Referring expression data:
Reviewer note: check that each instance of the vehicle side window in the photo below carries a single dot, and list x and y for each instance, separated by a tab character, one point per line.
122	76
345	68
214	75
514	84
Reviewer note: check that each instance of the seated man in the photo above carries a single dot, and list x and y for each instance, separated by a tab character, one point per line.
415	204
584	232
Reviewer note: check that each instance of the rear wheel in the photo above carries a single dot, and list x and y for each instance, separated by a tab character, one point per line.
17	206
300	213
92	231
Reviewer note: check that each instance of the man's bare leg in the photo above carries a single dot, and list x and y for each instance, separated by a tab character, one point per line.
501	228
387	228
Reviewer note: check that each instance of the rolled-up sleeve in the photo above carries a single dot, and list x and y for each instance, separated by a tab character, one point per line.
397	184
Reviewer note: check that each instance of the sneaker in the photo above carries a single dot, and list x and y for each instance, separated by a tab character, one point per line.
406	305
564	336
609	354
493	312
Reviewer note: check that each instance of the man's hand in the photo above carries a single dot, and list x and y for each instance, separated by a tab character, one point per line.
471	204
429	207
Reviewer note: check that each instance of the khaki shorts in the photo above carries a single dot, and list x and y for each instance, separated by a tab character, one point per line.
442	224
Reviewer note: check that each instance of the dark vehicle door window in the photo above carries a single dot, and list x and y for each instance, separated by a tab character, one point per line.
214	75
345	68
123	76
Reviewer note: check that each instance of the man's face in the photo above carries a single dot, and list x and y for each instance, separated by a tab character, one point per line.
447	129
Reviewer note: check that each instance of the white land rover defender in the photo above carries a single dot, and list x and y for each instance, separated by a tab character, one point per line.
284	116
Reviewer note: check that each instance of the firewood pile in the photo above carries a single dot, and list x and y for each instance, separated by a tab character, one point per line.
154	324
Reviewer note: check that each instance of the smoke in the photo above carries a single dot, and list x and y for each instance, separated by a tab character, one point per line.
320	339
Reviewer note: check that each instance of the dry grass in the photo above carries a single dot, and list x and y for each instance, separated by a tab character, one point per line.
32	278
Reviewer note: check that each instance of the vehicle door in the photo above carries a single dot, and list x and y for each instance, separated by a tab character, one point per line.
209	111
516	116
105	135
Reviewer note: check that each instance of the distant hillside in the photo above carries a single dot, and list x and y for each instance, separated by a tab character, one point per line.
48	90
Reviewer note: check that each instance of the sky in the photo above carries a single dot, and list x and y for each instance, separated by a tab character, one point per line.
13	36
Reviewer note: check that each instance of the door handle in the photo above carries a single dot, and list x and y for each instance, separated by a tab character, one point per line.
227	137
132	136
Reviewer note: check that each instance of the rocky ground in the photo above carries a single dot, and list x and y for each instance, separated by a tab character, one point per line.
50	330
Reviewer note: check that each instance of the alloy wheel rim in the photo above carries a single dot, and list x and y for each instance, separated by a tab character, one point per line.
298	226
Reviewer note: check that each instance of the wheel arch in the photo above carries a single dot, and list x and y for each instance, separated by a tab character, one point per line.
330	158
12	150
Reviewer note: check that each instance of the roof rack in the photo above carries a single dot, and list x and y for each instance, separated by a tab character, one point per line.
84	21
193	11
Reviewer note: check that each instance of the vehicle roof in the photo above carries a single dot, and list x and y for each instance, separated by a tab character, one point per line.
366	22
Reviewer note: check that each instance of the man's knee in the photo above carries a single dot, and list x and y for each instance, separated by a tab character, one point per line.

- Task brief: Extract all of the data exactly as written.

- Response:
Reviewer note: check that each instance of the vehicle side window in the photo below carries a single dot, and list x and y for each instance, separated by a tab character, one point per line.
122	76
345	68
214	75
514	84
Reviewer note: check that each instance of the seated man in the photo above carries a single dot, and list x and y for each instance, separated by a tab character, one point per line.
415	204
584	232
Reviewer note: check that each instance of the rear wheel in the photo above carries a single dot, and list x and y for each instance, separated by a tab character, one point per line.
17	206
300	213
92	231
Reviewer note: check that each instance of the man's bare leg in the photo above carries a single dot, and list x and y for each instance, separated by a tab character, one point per line.
501	228
387	228
Reviewer note: check that each instance of the rolled-up sleeve in the photo above carries a single dot, and list x and y for each instance, separated by a tab character, one point per line.
397	184
Reviewer note: check that each instance of the sneaker in the photo above carries a single dot, and list x and y for each instance, separated by a tab character, one point per line.
406	305
564	336
609	354
493	312
Reviewer note: check that each instance of the man's hand in the photo above carries a single dot, and list x and y for each instance, separated by a tab character, one point per line.
471	204
429	207
Reviewer note: check that each instance of the khaki shorts in the photo above carries a single dot, and list x and y for each instance, separated by a tab character, one point per line.
442	224
Reviewer note: check that each instance of the dark vehicle door window in the photo above carries a single dot, and list x and y for each instance, separated by a tab character, one point per line.
214	75
345	68
123	76
Reviewer note: check that each instance of the man's face in the photo above carries a single dot, and list x and y for each instance, separated by a tab character, one point per line.
447	129
Reviewer note: check that each instance of the white land rover defender in the photo above carries a single dot, and list x and y for each instance, separated by a tab character, one point per line.
284	116
Reviewer note: check that each instance of the firewood pile in the photo above carries a single dot, and list x and y for each instance, separated by a tab character, one point per line.
154	324
Reviewer note: check that each instance of the smoke in the photo above carries a single dot, and list x and y for each instance, separated by a tab character, one point per line.
320	339
Reviewer note: check that each instance of the dry grass in the photo above carries a single dot, and list x and y for each instance, separated by a tab character, one point per line.
32	278
Reviewer note: check that each instance of the vehicle door in the photo above carries a single dot, and list x and y for each instance, separated by a tab character, one point per line.
209	111
516	116
105	135
Reviewer note: check that each instance of the distant hillside in the photo above carries a single dot, and list x and y for each instance, separated by a tab character, one point per line.
48	90
Reviewer note: check that each instance of the sky in the photo above carries a single dot, and list x and y for each instance, separated by a tab character, one point per line.
13	36
Reviewer note: check that each instance of the door handle in the photo above carries a single dot, and list x and y for each instance, separated by a tab character, one point per line.
227	137
132	136
Reviewer note: check that each instance of the rocky ground in the photo above carries a single dot, and list x and y for each instance, separated by a tab character, one point per line.
50	330
Reviewer note: check that each instance of the alloy wheel rim in the photo above carries a single dot, and list x and y for each instance, separated by a tab character, one point per line.
298	226
Reviewer note: check that each instance of the wheel arch in the photo above carries a single dot, and list x and y for each instance, separated by a tab character, one point per line.
330	158
12	150
Reviewer note: check that each instance of the roof rack in the photo above carries a single dot, and list x and y for each instance, separated by a tab character, one point per line.
84	21
193	11
Reviewer note: check that each instance of the vehicle roof in the photo above carries a single dot, and list x and y for each instance, separated by a tab character, one point per line.
366	22
Reviewer note: check that each instance of the man's knee in the photo above carries a single dot, and list x and y for each instance, separated by a tab character, one point per line.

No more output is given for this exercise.